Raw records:

....

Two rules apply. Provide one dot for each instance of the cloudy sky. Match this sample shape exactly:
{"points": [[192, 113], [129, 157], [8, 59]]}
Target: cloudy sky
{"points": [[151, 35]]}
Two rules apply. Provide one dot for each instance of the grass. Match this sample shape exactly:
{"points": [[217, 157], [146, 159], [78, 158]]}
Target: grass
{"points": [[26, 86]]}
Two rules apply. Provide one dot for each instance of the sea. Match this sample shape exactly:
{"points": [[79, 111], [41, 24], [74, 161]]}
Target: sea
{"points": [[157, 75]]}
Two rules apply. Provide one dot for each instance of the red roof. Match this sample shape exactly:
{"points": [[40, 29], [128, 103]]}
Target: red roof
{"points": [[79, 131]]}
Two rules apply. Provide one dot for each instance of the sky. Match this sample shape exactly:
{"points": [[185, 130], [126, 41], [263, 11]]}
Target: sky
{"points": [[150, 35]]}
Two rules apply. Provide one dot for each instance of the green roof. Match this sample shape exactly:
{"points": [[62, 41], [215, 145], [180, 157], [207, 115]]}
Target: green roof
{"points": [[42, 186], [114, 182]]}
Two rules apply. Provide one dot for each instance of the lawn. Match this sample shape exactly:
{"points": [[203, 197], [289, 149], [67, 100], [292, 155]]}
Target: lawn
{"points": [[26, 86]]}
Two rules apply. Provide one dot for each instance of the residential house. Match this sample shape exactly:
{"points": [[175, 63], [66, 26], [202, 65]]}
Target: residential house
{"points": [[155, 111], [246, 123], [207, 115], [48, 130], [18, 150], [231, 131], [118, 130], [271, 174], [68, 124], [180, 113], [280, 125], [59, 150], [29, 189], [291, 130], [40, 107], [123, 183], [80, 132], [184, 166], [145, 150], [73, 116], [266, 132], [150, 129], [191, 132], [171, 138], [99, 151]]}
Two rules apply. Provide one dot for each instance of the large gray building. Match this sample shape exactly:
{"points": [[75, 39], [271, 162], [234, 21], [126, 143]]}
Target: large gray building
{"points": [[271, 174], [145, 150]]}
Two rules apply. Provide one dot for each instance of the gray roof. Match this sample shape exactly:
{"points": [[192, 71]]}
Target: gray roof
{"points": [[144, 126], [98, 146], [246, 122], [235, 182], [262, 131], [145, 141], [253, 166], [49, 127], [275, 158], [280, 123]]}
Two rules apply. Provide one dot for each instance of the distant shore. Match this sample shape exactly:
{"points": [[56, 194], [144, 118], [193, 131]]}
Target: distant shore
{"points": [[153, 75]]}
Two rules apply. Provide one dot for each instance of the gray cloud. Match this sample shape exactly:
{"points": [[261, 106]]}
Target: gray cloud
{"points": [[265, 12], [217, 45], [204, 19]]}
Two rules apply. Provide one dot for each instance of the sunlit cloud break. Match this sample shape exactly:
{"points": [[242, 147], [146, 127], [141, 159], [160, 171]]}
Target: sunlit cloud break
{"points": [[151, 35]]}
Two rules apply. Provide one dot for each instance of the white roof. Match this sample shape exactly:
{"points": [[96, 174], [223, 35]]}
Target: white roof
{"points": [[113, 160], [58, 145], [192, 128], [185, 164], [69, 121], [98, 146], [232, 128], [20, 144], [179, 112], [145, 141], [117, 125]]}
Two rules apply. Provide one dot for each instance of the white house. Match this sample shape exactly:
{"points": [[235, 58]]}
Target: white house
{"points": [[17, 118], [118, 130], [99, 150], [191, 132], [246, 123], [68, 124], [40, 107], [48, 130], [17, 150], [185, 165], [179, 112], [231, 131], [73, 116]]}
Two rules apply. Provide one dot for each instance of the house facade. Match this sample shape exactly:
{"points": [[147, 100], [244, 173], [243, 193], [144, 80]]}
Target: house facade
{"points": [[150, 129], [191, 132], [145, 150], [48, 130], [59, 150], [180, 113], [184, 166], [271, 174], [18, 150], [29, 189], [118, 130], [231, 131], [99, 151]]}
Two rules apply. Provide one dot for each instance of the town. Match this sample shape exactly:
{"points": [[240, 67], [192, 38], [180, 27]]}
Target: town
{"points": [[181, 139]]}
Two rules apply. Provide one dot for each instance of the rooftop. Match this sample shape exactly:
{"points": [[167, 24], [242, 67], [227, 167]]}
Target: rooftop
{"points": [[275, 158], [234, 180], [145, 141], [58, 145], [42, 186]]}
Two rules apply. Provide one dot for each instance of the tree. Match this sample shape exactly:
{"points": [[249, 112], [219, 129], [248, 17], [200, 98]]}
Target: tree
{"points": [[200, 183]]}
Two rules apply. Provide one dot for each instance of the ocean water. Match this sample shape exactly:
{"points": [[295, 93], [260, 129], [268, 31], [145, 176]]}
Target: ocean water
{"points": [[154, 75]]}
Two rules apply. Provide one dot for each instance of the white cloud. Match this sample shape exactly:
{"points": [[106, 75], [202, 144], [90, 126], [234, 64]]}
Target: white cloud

....

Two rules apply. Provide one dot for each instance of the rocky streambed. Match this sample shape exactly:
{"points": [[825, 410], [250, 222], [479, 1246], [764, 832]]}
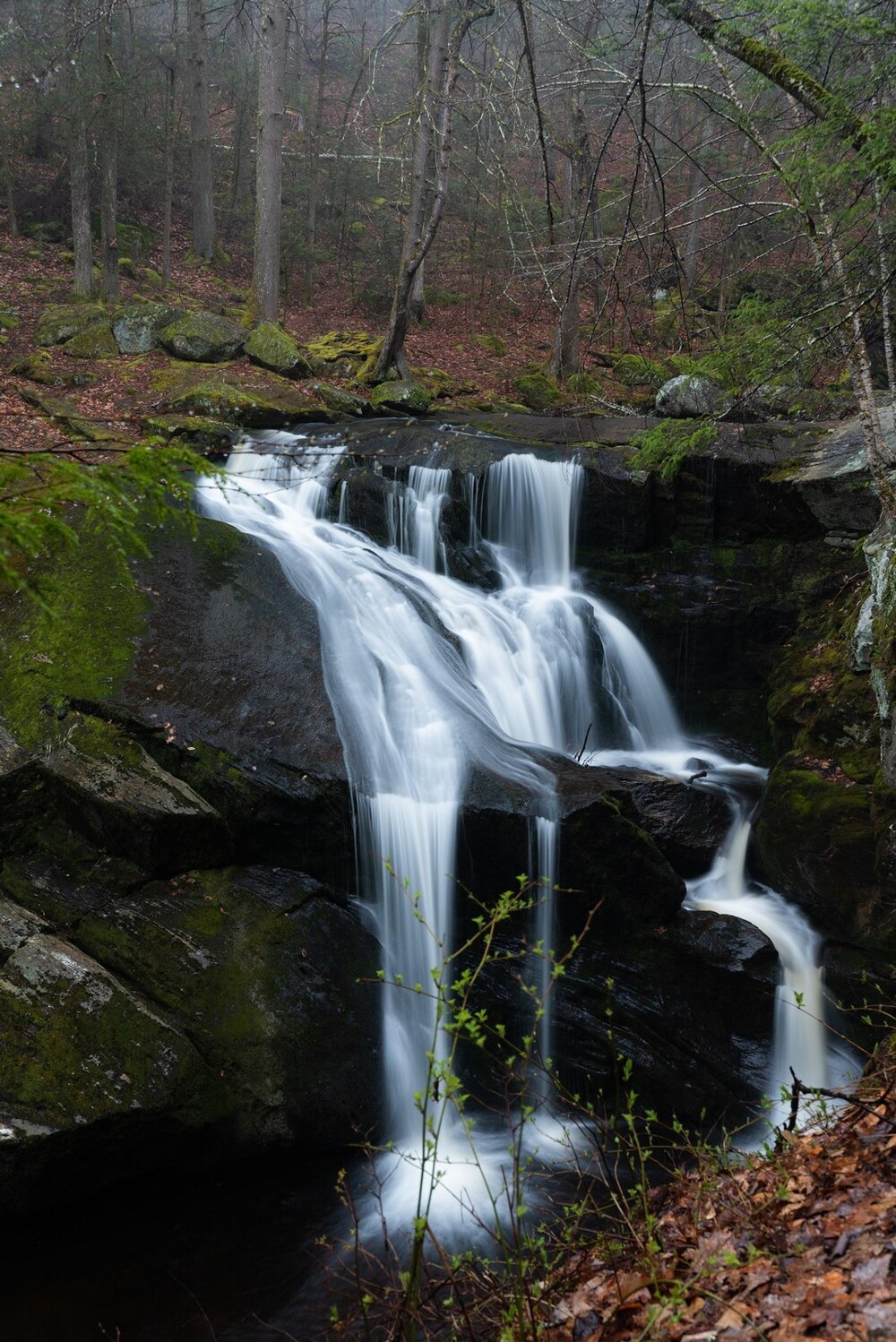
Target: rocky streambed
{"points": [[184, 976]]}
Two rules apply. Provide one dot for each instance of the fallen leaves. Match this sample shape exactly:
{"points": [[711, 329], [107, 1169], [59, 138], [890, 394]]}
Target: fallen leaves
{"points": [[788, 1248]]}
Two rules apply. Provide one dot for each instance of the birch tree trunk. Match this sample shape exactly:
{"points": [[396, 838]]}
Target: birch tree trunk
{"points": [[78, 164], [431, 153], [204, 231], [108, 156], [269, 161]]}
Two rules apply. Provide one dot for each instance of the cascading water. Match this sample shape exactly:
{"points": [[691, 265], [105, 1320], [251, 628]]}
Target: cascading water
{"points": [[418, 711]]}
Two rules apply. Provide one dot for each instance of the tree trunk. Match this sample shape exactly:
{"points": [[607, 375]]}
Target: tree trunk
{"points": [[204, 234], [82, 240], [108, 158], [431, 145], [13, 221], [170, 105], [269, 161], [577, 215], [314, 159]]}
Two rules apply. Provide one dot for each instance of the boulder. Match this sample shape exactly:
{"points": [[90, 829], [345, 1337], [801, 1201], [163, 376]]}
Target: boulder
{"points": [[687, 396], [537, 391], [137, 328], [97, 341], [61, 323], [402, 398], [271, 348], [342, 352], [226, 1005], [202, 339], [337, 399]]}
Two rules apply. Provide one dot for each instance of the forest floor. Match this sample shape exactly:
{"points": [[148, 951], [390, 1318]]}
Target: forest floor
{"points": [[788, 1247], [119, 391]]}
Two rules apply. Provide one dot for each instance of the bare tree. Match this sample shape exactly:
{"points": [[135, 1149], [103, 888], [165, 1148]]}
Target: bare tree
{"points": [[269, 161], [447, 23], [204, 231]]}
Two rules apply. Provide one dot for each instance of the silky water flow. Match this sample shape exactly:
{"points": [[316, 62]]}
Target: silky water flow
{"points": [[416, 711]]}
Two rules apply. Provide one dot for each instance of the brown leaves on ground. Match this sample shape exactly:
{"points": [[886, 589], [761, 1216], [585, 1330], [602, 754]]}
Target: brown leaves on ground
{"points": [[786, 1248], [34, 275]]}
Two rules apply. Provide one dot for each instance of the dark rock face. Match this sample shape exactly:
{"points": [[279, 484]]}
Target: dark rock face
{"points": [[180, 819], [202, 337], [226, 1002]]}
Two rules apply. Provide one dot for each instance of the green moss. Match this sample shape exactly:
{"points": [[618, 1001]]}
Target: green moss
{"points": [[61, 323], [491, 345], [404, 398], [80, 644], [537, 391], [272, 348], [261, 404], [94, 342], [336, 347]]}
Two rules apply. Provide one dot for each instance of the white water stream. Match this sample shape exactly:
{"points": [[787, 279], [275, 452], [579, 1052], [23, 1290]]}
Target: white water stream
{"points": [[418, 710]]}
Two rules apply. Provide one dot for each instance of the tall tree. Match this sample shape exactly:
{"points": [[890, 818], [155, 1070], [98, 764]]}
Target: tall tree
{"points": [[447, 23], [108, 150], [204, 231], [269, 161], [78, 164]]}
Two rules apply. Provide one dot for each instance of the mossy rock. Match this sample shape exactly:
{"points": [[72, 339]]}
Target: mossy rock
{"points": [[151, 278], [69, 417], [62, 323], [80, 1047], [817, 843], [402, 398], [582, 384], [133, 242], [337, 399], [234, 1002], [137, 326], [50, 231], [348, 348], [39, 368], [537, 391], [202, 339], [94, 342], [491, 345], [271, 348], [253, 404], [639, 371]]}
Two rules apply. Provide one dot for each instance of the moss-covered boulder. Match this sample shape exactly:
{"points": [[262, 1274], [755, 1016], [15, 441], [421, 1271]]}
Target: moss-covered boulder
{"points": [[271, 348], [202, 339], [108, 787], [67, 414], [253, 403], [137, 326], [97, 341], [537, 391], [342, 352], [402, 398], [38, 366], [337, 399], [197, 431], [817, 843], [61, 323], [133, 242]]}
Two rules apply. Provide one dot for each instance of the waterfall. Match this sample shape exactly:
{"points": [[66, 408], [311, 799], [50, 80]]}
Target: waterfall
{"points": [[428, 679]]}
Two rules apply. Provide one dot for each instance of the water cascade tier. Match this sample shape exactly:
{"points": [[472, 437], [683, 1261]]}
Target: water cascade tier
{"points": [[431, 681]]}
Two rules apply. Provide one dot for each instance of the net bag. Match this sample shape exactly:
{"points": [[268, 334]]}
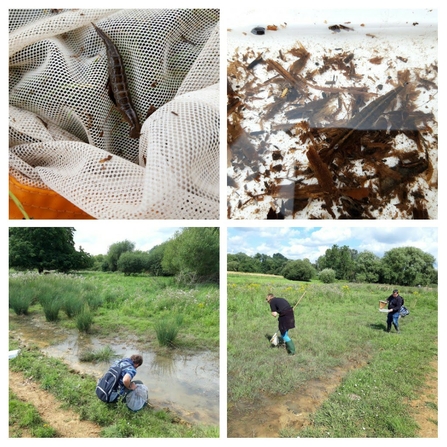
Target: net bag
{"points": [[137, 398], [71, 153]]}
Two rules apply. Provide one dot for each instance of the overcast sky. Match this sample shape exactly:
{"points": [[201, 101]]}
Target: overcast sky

....

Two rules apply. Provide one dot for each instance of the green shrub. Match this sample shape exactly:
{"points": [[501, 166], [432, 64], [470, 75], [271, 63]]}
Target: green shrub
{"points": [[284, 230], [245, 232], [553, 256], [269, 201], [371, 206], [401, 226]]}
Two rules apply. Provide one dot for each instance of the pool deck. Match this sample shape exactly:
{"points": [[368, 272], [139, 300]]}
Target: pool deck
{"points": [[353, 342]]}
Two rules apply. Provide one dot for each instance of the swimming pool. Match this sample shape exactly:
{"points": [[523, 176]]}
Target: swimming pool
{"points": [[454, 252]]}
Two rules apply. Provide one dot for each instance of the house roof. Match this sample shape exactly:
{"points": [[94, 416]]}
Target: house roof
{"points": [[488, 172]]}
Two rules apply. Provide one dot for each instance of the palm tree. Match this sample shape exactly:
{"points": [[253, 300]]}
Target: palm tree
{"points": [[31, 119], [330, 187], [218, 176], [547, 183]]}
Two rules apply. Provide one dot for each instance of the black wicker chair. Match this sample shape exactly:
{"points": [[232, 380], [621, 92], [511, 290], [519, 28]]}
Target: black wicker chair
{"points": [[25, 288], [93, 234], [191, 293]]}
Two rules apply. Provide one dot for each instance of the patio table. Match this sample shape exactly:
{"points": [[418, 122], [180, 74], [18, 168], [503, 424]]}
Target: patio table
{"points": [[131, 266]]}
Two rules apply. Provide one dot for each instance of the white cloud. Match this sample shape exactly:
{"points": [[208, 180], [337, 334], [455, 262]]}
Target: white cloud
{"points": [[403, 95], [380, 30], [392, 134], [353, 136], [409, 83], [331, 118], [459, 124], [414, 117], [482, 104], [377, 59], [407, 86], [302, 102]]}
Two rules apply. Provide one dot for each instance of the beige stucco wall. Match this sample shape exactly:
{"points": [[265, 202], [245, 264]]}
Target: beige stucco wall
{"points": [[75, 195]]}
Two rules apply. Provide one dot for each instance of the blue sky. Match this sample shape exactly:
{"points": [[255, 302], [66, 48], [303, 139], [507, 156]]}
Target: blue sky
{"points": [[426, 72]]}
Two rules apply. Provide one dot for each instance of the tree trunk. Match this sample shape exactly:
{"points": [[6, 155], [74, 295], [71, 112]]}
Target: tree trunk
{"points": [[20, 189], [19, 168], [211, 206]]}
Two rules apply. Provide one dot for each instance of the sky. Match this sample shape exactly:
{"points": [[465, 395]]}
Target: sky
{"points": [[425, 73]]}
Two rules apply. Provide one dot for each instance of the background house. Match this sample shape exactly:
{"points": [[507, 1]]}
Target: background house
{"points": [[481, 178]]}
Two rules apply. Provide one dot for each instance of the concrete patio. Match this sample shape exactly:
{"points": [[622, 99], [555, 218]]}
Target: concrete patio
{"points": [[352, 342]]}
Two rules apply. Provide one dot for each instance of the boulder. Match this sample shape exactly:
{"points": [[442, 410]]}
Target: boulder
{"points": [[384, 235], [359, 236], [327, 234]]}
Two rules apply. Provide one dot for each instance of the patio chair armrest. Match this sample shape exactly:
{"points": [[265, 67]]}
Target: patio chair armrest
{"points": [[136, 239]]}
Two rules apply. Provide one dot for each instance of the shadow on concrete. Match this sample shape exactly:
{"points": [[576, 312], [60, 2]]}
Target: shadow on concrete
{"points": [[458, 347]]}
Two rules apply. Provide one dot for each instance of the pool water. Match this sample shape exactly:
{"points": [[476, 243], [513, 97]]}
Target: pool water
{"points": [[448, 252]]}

....

Gather every line of the listing above that contains the word "stucco", and reproduce each line in full.

Two rules apply. Provide one dot for each instance of the beige stucco wall. Match this sample shape exactly:
Target: beige stucco wall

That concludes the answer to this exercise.